Copy out, word for word, the part of the listing below that opens with the line containing "the bed caster" and closes with the line containing "x=386 y=380". Include both of those lines.

-- Start Dataset records --

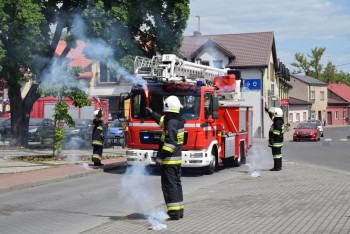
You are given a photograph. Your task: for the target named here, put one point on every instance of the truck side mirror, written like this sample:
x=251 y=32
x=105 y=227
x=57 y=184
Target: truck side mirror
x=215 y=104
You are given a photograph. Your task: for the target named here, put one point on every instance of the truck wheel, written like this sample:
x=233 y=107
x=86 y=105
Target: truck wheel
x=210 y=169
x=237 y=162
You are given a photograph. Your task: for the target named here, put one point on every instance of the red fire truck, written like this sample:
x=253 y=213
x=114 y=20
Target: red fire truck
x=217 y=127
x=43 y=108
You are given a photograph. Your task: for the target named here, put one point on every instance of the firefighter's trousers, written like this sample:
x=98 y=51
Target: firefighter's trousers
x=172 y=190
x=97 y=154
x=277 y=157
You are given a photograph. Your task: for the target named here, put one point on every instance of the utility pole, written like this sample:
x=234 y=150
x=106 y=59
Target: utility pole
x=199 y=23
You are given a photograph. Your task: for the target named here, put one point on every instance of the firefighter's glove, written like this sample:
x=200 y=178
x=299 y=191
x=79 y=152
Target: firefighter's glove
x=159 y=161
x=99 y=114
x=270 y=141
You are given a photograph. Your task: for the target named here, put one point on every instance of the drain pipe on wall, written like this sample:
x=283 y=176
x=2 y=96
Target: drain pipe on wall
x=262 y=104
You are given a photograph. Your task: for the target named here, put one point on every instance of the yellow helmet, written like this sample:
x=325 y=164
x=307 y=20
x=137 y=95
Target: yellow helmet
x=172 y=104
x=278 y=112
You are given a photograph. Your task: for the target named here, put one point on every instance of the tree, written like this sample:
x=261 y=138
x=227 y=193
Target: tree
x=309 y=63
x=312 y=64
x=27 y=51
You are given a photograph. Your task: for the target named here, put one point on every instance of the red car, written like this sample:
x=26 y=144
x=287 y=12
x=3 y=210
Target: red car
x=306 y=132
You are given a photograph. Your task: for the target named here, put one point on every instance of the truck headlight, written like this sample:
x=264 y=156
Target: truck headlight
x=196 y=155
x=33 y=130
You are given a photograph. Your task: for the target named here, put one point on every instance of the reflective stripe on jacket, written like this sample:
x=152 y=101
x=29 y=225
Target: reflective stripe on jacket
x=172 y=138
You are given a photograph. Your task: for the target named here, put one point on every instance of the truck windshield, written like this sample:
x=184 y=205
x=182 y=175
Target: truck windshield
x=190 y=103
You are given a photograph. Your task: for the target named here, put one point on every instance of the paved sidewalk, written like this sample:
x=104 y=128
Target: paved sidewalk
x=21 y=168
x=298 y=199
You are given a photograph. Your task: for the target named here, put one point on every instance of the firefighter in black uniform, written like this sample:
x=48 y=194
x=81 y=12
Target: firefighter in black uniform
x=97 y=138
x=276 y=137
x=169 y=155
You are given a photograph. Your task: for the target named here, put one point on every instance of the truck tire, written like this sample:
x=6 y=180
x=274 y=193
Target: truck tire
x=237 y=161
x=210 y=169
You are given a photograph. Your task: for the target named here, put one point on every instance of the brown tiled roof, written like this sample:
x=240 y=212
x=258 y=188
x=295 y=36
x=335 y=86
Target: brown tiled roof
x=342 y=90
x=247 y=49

-- End Dataset records --
-- Start Dataset records --

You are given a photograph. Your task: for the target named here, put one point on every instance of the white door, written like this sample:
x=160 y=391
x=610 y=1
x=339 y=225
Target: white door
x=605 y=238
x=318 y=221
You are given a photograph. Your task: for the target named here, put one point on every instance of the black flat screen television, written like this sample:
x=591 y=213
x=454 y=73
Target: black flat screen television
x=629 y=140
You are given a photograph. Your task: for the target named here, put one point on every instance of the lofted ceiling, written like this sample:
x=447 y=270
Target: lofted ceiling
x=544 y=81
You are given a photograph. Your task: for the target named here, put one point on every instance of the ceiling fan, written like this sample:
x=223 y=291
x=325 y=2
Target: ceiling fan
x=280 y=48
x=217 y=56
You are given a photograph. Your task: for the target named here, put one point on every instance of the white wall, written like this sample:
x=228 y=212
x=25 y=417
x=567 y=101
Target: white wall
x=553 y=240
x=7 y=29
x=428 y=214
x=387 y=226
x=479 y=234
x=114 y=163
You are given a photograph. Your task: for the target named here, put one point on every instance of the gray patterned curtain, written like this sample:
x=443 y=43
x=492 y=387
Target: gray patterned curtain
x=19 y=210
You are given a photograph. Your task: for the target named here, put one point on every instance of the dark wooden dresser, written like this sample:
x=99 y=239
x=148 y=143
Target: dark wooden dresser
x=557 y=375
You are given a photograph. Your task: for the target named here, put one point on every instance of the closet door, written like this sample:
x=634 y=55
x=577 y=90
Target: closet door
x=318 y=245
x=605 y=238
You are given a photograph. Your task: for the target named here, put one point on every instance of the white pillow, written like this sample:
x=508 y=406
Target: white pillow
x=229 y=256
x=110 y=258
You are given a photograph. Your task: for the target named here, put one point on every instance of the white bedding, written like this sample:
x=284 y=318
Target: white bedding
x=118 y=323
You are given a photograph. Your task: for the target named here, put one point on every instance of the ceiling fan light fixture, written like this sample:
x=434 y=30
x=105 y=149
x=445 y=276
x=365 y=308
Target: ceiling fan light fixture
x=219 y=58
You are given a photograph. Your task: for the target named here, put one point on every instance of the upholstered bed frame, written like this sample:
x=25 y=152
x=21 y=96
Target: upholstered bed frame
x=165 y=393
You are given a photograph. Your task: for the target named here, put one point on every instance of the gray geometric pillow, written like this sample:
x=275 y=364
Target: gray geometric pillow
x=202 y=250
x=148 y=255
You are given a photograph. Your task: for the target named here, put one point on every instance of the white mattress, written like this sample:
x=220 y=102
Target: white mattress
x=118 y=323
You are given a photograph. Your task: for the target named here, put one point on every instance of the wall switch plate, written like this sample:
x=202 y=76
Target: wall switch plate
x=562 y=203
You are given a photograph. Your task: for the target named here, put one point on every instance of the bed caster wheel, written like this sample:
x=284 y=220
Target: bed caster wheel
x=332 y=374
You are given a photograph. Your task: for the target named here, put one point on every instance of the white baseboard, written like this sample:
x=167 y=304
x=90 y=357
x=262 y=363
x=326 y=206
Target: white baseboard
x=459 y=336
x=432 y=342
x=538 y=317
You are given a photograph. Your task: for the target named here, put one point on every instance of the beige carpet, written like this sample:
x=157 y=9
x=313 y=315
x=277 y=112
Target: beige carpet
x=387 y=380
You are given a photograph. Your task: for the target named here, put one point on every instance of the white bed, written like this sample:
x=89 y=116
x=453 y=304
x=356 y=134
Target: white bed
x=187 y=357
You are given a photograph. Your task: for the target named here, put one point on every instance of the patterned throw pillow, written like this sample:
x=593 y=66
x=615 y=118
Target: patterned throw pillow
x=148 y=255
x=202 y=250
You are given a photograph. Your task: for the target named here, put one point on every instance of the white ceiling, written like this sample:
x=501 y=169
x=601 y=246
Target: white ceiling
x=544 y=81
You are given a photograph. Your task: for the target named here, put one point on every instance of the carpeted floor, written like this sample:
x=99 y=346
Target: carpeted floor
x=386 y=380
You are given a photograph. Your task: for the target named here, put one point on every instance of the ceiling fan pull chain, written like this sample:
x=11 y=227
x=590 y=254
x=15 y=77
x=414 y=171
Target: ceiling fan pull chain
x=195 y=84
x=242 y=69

-- End Dataset records --

* Task answer
You are given a photograph. Your task: for the target named here, put one point on every instance of the bed caster wheel, written like this sample:
x=284 y=220
Target: bed caster wheel
x=332 y=374
You are given a photograph. Your task: for the target named here, put one point on every instance of the white baseboard, written like this sample:
x=167 y=304
x=90 y=357
x=262 y=363
x=326 y=206
Target: white baseboard
x=459 y=336
x=432 y=342
x=538 y=317
You are given a photograph. Your task: for the target named here, put one point on every instance of the beige carpet, written like this sample:
x=157 y=9
x=313 y=315
x=277 y=112
Target: beige carpet
x=387 y=380
You are given a photograph. Your task: for the target named here, put one point on every instance of the white bed, written like this sample:
x=89 y=116
x=453 y=304
x=356 y=134
Target: white bed
x=187 y=357
You are given a photograph. Your task: for the target named here, put one point on every instance of the patterned throw pillow, written like this sample:
x=593 y=66
x=615 y=118
Target: patterned throw pillow
x=148 y=255
x=202 y=250
You are given a photograph. Your task: for the target named here, put one point on every instance of the white ceiling, written like this sample:
x=501 y=169
x=601 y=246
Target: white ceiling
x=544 y=81
You are given a photograph. Your task: for the target named here, put one point on every instance of the carpeted floor, written like this sample:
x=99 y=346
Target: carpeted floor
x=386 y=380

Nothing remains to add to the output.